**Instruction:** Can you swap "object" for "item" in the material below, starting at the line that has "Mark one point per instance of the shopping" and running through the end, and give back only those lines with everything else left the same?

Pointing records
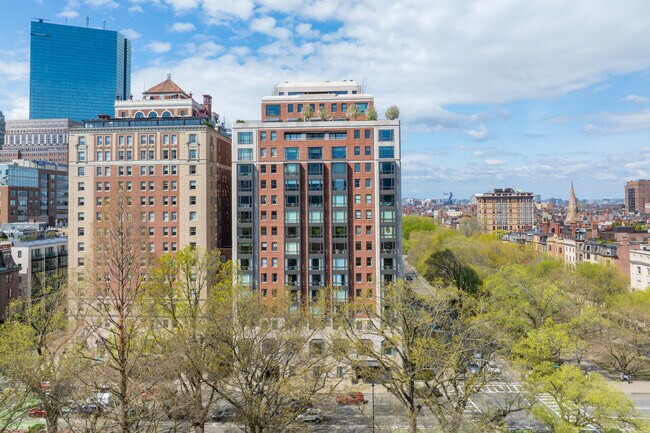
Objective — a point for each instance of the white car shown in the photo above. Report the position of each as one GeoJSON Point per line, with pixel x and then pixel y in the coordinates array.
{"type": "Point", "coordinates": [311, 415]}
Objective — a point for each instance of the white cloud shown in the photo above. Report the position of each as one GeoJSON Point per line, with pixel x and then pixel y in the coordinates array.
{"type": "Point", "coordinates": [159, 47]}
{"type": "Point", "coordinates": [182, 27]}
{"type": "Point", "coordinates": [619, 123]}
{"type": "Point", "coordinates": [67, 14]}
{"type": "Point", "coordinates": [306, 31]}
{"type": "Point", "coordinates": [480, 134]}
{"type": "Point", "coordinates": [267, 25]}
{"type": "Point", "coordinates": [108, 4]}
{"type": "Point", "coordinates": [183, 5]}
{"type": "Point", "coordinates": [220, 10]}
{"type": "Point", "coordinates": [636, 99]}
{"type": "Point", "coordinates": [130, 34]}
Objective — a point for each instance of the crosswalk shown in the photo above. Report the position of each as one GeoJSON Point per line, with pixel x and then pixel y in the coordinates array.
{"type": "Point", "coordinates": [502, 388]}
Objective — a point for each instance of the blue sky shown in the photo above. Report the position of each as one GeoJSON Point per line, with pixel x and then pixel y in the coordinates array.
{"type": "Point", "coordinates": [531, 95]}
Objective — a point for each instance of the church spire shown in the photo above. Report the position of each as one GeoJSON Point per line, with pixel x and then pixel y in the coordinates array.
{"type": "Point", "coordinates": [572, 209]}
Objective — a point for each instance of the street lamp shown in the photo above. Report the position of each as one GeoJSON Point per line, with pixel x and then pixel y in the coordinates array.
{"type": "Point", "coordinates": [373, 406]}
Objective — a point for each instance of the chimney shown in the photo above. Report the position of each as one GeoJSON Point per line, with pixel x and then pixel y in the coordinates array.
{"type": "Point", "coordinates": [207, 103]}
{"type": "Point", "coordinates": [545, 226]}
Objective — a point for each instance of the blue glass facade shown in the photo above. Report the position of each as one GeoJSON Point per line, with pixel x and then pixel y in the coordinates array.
{"type": "Point", "coordinates": [77, 72]}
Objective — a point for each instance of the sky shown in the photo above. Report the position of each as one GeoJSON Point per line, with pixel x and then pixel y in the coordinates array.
{"type": "Point", "coordinates": [528, 94]}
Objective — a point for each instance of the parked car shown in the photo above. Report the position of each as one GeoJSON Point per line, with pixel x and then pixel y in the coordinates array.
{"type": "Point", "coordinates": [311, 415]}
{"type": "Point", "coordinates": [351, 398]}
{"type": "Point", "coordinates": [474, 367]}
{"type": "Point", "coordinates": [224, 413]}
{"type": "Point", "coordinates": [91, 409]}
{"type": "Point", "coordinates": [492, 367]}
{"type": "Point", "coordinates": [37, 412]}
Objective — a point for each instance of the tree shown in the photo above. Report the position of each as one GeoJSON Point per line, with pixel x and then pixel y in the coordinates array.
{"type": "Point", "coordinates": [392, 112]}
{"type": "Point", "coordinates": [323, 114]}
{"type": "Point", "coordinates": [371, 113]}
{"type": "Point", "coordinates": [353, 111]}
{"type": "Point", "coordinates": [269, 359]}
{"type": "Point", "coordinates": [583, 400]}
{"type": "Point", "coordinates": [112, 309]}
{"type": "Point", "coordinates": [182, 292]}
{"type": "Point", "coordinates": [419, 348]}
{"type": "Point", "coordinates": [469, 226]}
{"type": "Point", "coordinates": [307, 112]}
{"type": "Point", "coordinates": [35, 351]}
{"type": "Point", "coordinates": [444, 265]}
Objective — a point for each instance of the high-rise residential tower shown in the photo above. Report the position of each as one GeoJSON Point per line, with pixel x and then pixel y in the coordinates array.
{"type": "Point", "coordinates": [637, 196]}
{"type": "Point", "coordinates": [76, 72]}
{"type": "Point", "coordinates": [168, 158]}
{"type": "Point", "coordinates": [316, 199]}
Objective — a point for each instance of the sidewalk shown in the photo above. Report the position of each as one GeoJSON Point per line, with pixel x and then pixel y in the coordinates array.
{"type": "Point", "coordinates": [636, 387]}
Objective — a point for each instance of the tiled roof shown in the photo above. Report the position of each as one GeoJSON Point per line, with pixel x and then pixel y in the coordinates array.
{"type": "Point", "coordinates": [167, 86]}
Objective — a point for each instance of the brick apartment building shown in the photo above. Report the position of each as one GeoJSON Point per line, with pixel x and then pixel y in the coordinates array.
{"type": "Point", "coordinates": [505, 209]}
{"type": "Point", "coordinates": [9, 290]}
{"type": "Point", "coordinates": [37, 140]}
{"type": "Point", "coordinates": [169, 156]}
{"type": "Point", "coordinates": [34, 191]}
{"type": "Point", "coordinates": [316, 201]}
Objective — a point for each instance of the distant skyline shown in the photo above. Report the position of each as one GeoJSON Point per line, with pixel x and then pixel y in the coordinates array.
{"type": "Point", "coordinates": [530, 95]}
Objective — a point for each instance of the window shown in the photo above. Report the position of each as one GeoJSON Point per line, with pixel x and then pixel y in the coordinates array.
{"type": "Point", "coordinates": [245, 138]}
{"type": "Point", "coordinates": [272, 110]}
{"type": "Point", "coordinates": [340, 216]}
{"type": "Point", "coordinates": [315, 153]}
{"type": "Point", "coordinates": [292, 136]}
{"type": "Point", "coordinates": [245, 154]}
{"type": "Point", "coordinates": [339, 152]}
{"type": "Point", "coordinates": [386, 135]}
{"type": "Point", "coordinates": [291, 153]}
{"type": "Point", "coordinates": [386, 152]}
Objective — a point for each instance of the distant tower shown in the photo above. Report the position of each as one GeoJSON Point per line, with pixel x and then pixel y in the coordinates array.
{"type": "Point", "coordinates": [572, 209]}
{"type": "Point", "coordinates": [3, 128]}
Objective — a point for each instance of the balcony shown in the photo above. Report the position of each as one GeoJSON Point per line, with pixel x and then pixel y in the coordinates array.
{"type": "Point", "coordinates": [340, 296]}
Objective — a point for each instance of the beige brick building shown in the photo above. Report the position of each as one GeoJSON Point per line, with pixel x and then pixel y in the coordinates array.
{"type": "Point", "coordinates": [167, 157]}
{"type": "Point", "coordinates": [505, 209]}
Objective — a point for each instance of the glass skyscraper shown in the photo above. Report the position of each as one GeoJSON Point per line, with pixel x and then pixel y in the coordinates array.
{"type": "Point", "coordinates": [77, 72]}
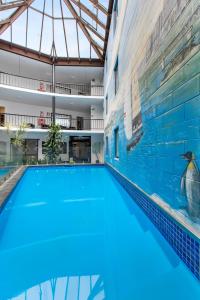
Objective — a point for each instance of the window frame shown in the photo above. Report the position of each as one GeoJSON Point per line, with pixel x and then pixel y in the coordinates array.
{"type": "Point", "coordinates": [116, 75]}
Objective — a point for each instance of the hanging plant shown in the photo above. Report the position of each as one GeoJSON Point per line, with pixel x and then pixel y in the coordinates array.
{"type": "Point", "coordinates": [53, 144]}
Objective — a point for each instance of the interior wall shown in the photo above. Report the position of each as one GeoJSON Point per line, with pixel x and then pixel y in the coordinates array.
{"type": "Point", "coordinates": [34, 110]}
{"type": "Point", "coordinates": [157, 105]}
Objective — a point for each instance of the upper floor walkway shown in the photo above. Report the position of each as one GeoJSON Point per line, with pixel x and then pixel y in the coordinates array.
{"type": "Point", "coordinates": [84, 89]}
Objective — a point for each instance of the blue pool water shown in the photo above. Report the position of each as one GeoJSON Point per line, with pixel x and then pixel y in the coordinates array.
{"type": "Point", "coordinates": [74, 233]}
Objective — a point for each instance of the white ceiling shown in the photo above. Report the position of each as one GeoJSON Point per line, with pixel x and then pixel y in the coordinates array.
{"type": "Point", "coordinates": [19, 65]}
{"type": "Point", "coordinates": [70, 102]}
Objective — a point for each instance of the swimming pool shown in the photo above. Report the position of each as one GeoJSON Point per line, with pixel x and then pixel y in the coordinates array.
{"type": "Point", "coordinates": [75, 233]}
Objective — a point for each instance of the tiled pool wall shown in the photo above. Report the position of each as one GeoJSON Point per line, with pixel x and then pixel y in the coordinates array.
{"type": "Point", "coordinates": [185, 244]}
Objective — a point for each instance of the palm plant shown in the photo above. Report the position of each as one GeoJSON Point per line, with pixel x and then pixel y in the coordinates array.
{"type": "Point", "coordinates": [53, 144]}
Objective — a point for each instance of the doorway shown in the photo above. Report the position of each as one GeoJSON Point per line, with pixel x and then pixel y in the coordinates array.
{"type": "Point", "coordinates": [80, 149]}
{"type": "Point", "coordinates": [79, 123]}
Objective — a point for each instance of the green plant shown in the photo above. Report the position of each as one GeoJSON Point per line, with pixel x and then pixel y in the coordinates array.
{"type": "Point", "coordinates": [96, 148]}
{"type": "Point", "coordinates": [53, 144]}
{"type": "Point", "coordinates": [18, 141]}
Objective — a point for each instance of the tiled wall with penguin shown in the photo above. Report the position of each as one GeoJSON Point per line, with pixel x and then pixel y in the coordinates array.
{"type": "Point", "coordinates": [157, 104]}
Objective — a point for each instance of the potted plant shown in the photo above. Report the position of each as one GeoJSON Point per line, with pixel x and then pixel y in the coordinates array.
{"type": "Point", "coordinates": [96, 148]}
{"type": "Point", "coordinates": [53, 144]}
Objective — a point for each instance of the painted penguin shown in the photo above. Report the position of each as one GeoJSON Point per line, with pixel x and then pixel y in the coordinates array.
{"type": "Point", "coordinates": [190, 185]}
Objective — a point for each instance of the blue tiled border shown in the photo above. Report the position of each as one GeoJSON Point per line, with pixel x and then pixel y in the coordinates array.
{"type": "Point", "coordinates": [185, 244]}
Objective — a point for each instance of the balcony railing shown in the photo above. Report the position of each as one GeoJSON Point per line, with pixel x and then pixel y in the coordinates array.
{"type": "Point", "coordinates": [46, 86]}
{"type": "Point", "coordinates": [37, 122]}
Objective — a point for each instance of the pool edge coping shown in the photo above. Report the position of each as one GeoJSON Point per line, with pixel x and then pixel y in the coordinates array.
{"type": "Point", "coordinates": [164, 207]}
{"type": "Point", "coordinates": [9, 184]}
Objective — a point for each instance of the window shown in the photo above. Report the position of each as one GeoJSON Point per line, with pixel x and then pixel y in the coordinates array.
{"type": "Point", "coordinates": [116, 136]}
{"type": "Point", "coordinates": [116, 76]}
{"type": "Point", "coordinates": [3, 148]}
{"type": "Point", "coordinates": [106, 104]}
{"type": "Point", "coordinates": [107, 149]}
{"type": "Point", "coordinates": [115, 15]}
{"type": "Point", "coordinates": [63, 148]}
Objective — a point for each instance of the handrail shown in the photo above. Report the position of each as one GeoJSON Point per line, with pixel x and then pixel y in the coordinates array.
{"type": "Point", "coordinates": [68, 88]}
{"type": "Point", "coordinates": [43, 122]}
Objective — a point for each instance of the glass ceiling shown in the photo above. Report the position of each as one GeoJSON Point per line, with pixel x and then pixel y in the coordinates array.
{"type": "Point", "coordinates": [64, 28]}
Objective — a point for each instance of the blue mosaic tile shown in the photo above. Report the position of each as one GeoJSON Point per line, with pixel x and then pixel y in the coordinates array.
{"type": "Point", "coordinates": [184, 244]}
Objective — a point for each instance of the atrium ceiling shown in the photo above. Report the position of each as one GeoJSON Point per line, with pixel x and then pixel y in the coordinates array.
{"type": "Point", "coordinates": [66, 32]}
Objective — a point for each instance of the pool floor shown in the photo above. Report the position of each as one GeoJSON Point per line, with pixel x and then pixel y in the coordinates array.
{"type": "Point", "coordinates": [73, 233]}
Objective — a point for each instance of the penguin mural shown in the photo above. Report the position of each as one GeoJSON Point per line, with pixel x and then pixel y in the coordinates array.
{"type": "Point", "coordinates": [190, 185]}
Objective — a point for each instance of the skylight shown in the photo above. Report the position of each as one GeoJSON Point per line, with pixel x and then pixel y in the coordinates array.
{"type": "Point", "coordinates": [63, 28]}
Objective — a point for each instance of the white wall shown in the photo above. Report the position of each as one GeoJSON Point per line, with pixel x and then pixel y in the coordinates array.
{"type": "Point", "coordinates": [34, 110]}
{"type": "Point", "coordinates": [41, 136]}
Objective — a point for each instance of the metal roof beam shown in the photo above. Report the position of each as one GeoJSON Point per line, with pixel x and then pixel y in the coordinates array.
{"type": "Point", "coordinates": [89, 13]}
{"type": "Point", "coordinates": [82, 26]}
{"type": "Point", "coordinates": [10, 5]}
{"type": "Point", "coordinates": [15, 15]}
{"type": "Point", "coordinates": [99, 6]}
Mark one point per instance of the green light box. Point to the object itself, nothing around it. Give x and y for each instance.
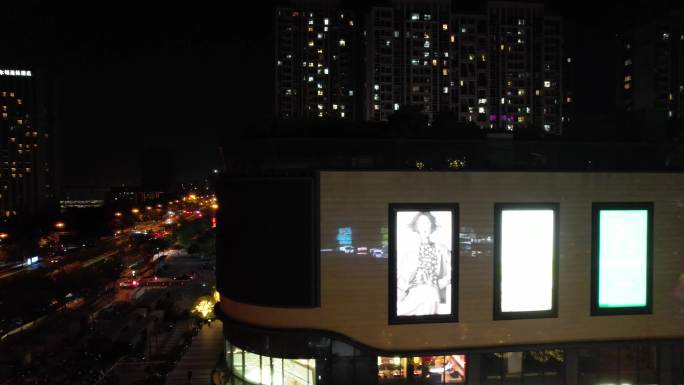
(623, 258)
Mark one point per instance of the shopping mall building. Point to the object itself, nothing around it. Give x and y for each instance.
(390, 275)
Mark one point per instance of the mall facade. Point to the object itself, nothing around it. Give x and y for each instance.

**The output:**
Mark one point per instance of the shopping mall building. Point to the item itself, nothing around it. Give x and y for each instance.
(390, 275)
Mark one point per instance of the mall facade. Point to the item itself, nothing around it. Give x and y for each instance.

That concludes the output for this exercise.